#### Tarefa
Prossiga a carta de agradecimento a Rubens Espírito Santo a partir da última frase apresentada, mantendo o mesmo tom.

#### Texto fornecido
__________________________________________________

Sobre os poemas de Rubens

Espírito Santo


Agradecimento especial a Rubens Espírito Santo

Rubens,

Eu te agradeço por me ensinar a fazer estes livros[1] que fiz hoje. Estou tão feliz – você nem acredita – esta semana em particular, desde que voltei das férias. Agradeço inclusive por ter conseguido terminá-los – se você ver algum erro que eu não tenha visto, por todos os motivos que ainda estão impregnados na minha falta de visão, por favor me deixe saber que eu corrigirei com prazer.

Eu te agradeço por me obrigar a andar com passos lentíssimos – os quais eu nunca daria.

Eu te agradeço por me enviar personagens que falam através de imagens comigo – até porque você é, antes de tudo, como você sempre diz, um artista visual. Eu ainda não vejo as imagens que eles me mostram – mas só de conseguir olhar pelo buraco da fechadura, que é talvez a melhor metáfora do que seja meu olho hoje, já é incrível – mais do que isso seria letal para mim hoje.

Eu te agradeço por me falar que o Ezequiel[2]  não quer ser guiado por mim – é ele quem precisa me guiar. E você me lembra disso – existem, mesmo que eu não queira ou perceba, vontades sorrateiras em mim de achar que eu posso ensinar algo pro Ezequiel. Talvez essa vontade de guiá-lo tenha sido o que o matou – isso me entristece porque não quero matar quem pode me ensinar a viver nos minutos cruciais – aqueles em que estou sozinha.

__________________________________________________

#### Linhas fornecidas

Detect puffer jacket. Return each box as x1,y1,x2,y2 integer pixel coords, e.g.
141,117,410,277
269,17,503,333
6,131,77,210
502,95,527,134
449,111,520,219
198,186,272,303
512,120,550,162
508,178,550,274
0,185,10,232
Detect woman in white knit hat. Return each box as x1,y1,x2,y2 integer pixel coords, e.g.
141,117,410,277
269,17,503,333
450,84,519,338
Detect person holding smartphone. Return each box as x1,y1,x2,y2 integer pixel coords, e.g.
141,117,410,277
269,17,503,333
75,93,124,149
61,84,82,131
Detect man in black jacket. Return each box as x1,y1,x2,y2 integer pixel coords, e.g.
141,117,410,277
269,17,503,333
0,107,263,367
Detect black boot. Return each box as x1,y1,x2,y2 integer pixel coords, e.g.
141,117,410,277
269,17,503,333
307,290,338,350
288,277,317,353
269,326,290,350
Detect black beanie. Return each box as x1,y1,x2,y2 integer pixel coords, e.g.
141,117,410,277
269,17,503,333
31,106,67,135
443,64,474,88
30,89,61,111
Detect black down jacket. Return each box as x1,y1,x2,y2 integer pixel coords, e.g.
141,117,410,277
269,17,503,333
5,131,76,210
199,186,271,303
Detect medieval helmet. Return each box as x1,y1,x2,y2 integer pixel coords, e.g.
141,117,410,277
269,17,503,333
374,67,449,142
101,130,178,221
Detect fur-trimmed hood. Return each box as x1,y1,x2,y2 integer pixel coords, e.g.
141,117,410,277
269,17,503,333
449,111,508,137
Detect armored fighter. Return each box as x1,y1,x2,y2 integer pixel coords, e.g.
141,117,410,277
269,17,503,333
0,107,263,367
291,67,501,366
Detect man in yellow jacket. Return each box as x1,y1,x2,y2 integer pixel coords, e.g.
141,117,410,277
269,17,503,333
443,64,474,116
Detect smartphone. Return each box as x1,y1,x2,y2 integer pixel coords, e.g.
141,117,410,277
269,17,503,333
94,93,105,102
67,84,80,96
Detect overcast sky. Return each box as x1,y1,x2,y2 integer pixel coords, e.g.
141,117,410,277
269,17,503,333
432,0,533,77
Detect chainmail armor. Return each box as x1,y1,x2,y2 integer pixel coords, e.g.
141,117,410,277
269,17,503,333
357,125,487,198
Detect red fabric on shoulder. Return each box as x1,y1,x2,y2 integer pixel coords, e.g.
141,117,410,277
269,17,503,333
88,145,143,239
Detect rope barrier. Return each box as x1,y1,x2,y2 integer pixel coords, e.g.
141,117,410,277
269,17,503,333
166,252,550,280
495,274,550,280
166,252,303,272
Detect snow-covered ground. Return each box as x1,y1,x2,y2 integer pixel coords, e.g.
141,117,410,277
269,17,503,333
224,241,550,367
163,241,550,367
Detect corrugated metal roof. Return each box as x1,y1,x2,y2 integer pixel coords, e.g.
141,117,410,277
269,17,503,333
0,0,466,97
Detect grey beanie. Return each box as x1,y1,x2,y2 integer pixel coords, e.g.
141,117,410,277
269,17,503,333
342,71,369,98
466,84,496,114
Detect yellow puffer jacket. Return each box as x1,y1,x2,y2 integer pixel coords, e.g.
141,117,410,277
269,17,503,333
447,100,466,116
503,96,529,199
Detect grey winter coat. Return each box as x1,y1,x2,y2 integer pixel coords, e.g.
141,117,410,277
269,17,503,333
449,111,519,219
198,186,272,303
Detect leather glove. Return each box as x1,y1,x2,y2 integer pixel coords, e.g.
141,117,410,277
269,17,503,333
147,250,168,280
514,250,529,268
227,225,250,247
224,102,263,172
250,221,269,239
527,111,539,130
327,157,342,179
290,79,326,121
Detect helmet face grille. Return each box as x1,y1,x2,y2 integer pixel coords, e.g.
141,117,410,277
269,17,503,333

__________________________________________________

#### Resposta da tarefa
Eu te agradeço por falar sobre meu poema hoje – eu não fico triste nunca com nenhuma crítica sua, ser criticada por você é uma honra mesmo e eu sou bastante privilegiada. Sei que minhas tentativas de poemas não estão – e nem poderiam estar – à altura do que é um poema de verdade,  como os seus – como os do Paul Celan, cujo livro vive na minha cabeceira. Dessas obras, pinga sangue – eu as vejo talvez como materializações de gratificação – como matéria que captura algo tão inesgotável e tão fugaz – porque você é feito mesmo dessa matéria – você é tão movediço, trágico e leve quanto ela – e sua obra tão eterna quanto ela – o que faz você ser também eterno – o que me faz entender porque eu penso em você todos os minutos e te sinto perto quando está longe – e vice-versa.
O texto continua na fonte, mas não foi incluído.